▸ Task details:
Would you reproduce all of the entries exactly?
== Provided entries
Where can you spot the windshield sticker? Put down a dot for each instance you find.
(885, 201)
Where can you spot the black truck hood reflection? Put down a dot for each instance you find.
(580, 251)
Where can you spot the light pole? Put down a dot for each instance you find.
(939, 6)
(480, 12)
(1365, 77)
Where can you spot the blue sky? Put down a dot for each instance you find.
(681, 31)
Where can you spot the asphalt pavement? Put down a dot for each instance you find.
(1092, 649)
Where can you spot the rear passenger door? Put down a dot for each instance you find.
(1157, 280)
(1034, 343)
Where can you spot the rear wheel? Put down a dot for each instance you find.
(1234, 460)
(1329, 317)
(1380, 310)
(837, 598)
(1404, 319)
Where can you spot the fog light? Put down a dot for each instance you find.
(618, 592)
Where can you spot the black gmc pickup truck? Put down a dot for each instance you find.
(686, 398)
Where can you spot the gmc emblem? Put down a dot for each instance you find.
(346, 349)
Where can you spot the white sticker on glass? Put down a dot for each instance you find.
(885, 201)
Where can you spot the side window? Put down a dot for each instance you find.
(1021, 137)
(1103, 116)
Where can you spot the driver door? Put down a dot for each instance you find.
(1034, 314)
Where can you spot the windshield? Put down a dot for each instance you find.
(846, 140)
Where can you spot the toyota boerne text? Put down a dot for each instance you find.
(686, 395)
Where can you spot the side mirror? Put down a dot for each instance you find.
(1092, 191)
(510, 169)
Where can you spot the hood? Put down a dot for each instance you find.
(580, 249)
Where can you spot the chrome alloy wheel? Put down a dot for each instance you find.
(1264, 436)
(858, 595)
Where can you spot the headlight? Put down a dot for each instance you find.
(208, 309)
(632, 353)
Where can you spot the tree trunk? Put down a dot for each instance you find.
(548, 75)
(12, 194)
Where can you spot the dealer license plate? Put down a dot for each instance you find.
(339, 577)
====
▸ Reply to the task:
Where can you spot the windshield sticker? Put down a dot for each instance you find.
(885, 201)
Where can you spot the black truck hood reflection? Put down a dot for each instance you find.
(580, 251)
Where can you spot the light pole? Put down a dot for each instance you find.
(939, 6)
(480, 12)
(1365, 77)
Where can you spot the blue sky? Put down a dot for each instance you find.
(681, 31)
Where can you spot the asphalt pavement? Put down a dot for each instance you find.
(1092, 649)
Where can you spot the rear passenger door? Put down a dot for each instance you find.
(1157, 280)
(1034, 343)
Where can you spot the rear wheel? Put down a dot for each instance you find.
(1234, 460)
(1329, 317)
(1380, 310)
(837, 598)
(1404, 319)
Where can you spot the fog light? Put down a dot for each instance you find.
(618, 592)
Where can you spot the black gmc pickup truck? Put down a dot for each instance you find.
(686, 398)
Where can you spot the gmc emblem? Put down a dot for each instance you find.
(346, 349)
Where can you spot the white sticker on glass? Put down a dot for each instance you find.
(885, 201)
Where can you spot the side window? Put down a dot for each instance you find.
(1021, 137)
(1103, 116)
Where can you spot the driver door? Put down a dot for each instance you find.
(1034, 314)
Where can you spot the windshield? Put down a dot for each instance you find.
(846, 140)
Where can you spot the toyota boerne text? Put down a dot for each instance you find.
(686, 395)
Where can you spot the side mirror? Put down a dot for each instance you find.
(1092, 191)
(510, 169)
Where can you spot the hood? Put down a dot for each instance you find.
(580, 249)
Where can you spot the chrome alloy wheel? Put down a dot for each instance you find.
(1264, 436)
(858, 595)
Where can you spot the headlight? Put down a dot for each instance you find.
(208, 309)
(632, 353)
Where can you spot the tree trunk? Put down a dot for each instance you find.
(548, 75)
(12, 194)
Where can you spot the dealer license plate? Put down a dot for each instance you find.
(339, 577)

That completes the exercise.